**DATA**
● ● ● ● ● ● ●

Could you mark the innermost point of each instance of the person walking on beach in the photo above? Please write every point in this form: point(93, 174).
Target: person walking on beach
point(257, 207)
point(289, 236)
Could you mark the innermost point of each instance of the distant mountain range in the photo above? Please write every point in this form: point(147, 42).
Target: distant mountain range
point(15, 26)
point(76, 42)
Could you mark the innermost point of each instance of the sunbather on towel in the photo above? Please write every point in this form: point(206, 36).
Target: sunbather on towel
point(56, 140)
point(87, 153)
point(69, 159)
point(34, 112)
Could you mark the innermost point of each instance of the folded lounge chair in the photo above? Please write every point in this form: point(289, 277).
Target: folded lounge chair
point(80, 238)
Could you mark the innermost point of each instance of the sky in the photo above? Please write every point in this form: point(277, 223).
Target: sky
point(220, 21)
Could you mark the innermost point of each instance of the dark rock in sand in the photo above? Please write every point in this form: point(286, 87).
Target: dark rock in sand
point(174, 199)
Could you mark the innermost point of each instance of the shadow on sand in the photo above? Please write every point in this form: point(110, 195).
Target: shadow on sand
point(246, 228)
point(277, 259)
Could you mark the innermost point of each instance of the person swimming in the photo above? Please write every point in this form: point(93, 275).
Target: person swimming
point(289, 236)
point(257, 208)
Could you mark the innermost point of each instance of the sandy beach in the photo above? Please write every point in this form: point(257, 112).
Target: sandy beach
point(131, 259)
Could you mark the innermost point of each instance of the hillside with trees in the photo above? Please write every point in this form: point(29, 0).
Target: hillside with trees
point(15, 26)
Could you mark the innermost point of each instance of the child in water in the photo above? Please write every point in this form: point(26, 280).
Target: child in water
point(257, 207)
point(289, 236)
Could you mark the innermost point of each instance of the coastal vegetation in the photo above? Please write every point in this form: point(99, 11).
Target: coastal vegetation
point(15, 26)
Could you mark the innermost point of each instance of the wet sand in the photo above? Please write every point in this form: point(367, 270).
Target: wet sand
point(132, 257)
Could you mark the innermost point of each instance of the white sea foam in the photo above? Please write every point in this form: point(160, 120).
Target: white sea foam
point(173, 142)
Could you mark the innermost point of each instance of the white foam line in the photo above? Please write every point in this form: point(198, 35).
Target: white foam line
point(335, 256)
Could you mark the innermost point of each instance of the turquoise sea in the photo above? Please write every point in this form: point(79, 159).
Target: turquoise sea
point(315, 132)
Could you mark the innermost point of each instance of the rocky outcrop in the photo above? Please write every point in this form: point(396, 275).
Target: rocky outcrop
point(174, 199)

● ● ● ● ● ● ●

**WORK REQUEST**
Output the data in full, precisely as it appears above.

**ANSWER TO THIS EXERCISE**
Could you mark the innermost point of each instance of the person walking on beach in the photo above? Please write every point in this form: point(93, 174).
Target: person walking on beach
point(257, 207)
point(289, 236)
Could you mark the innermost point of each instance of the distant mountain range in the photo above? Please write every point in this form: point(147, 42).
Target: distant mountain range
point(15, 26)
point(76, 42)
Could you mark the innermost point of each instance of the sunbather on towel in the photo above? Please write every point in this form: point(206, 36).
Target: sunbather on towel
point(56, 140)
point(87, 153)
point(69, 159)
point(34, 112)
Could you mark the innermost point of each instance of the folded lounge chair in the photo above? Please write every point in this form: point(289, 277).
Target: folded lounge chair
point(80, 238)
Could you mark the innermost point of each instance of the sky in the photo above? Please write every point in this form: point(277, 223).
Target: sky
point(220, 21)
Could you mark the innermost point of each instance of the dark rock in sand in the photo above? Please write every point in this form: point(286, 87).
Target: dark rock in sand
point(174, 199)
Could you mark the innermost point of each instance of the shadow on sand in the photo above? Please write every point in this form: point(110, 195).
Target: shadow on sand
point(246, 228)
point(277, 259)
Could you mark the innermost point of each instance of the person swimming in the photo above? Please write every point in this form: point(93, 275).
Target: person swimming
point(289, 236)
point(257, 208)
Could you mark the innermost point of each instance of the sandy beach in the photo above? Please write every point in this form: point(257, 112).
Target: sandy beach
point(131, 259)
Could you mark the innermost point of each instance of the hillside with trees in the photo above? Please write every point in this form: point(29, 0).
Target: hillside with trees
point(15, 26)
Could you mark the innermost point of each instance of the child in water in the photo above? Please write every point in this form: point(26, 280).
Target: child in water
point(257, 207)
point(289, 236)
Could you mark the innermost point of each instance of the coastal vegetation in the photo above? Please write every point in this form: point(99, 11).
Target: coastal vegetation
point(15, 26)
Could you mark the innermost point of each instance of the wet sand in the photo above? Please write every point in this form: point(367, 270).
Target: wet sand
point(132, 257)
Could you mark the innermost point of each instance of the white sea foam in the photo above? Please write every point in this form: point(160, 120).
Target: white sea foam
point(173, 142)
Could you mark the innermost point of each instance of the white foam line in the photo above? Please write every point in this form: point(198, 35).
Target: white foam line
point(335, 256)
Could you mark the innermost point of each instance of the turquoise sea in the photo above? Please write every point in this form: point(79, 159).
Target: turquoise sea
point(315, 132)
Could you mark the innermost point of each instance of the rocky outcrop in the photo above? Please write every point in this form: point(396, 275).
Target: rocky outcrop
point(174, 199)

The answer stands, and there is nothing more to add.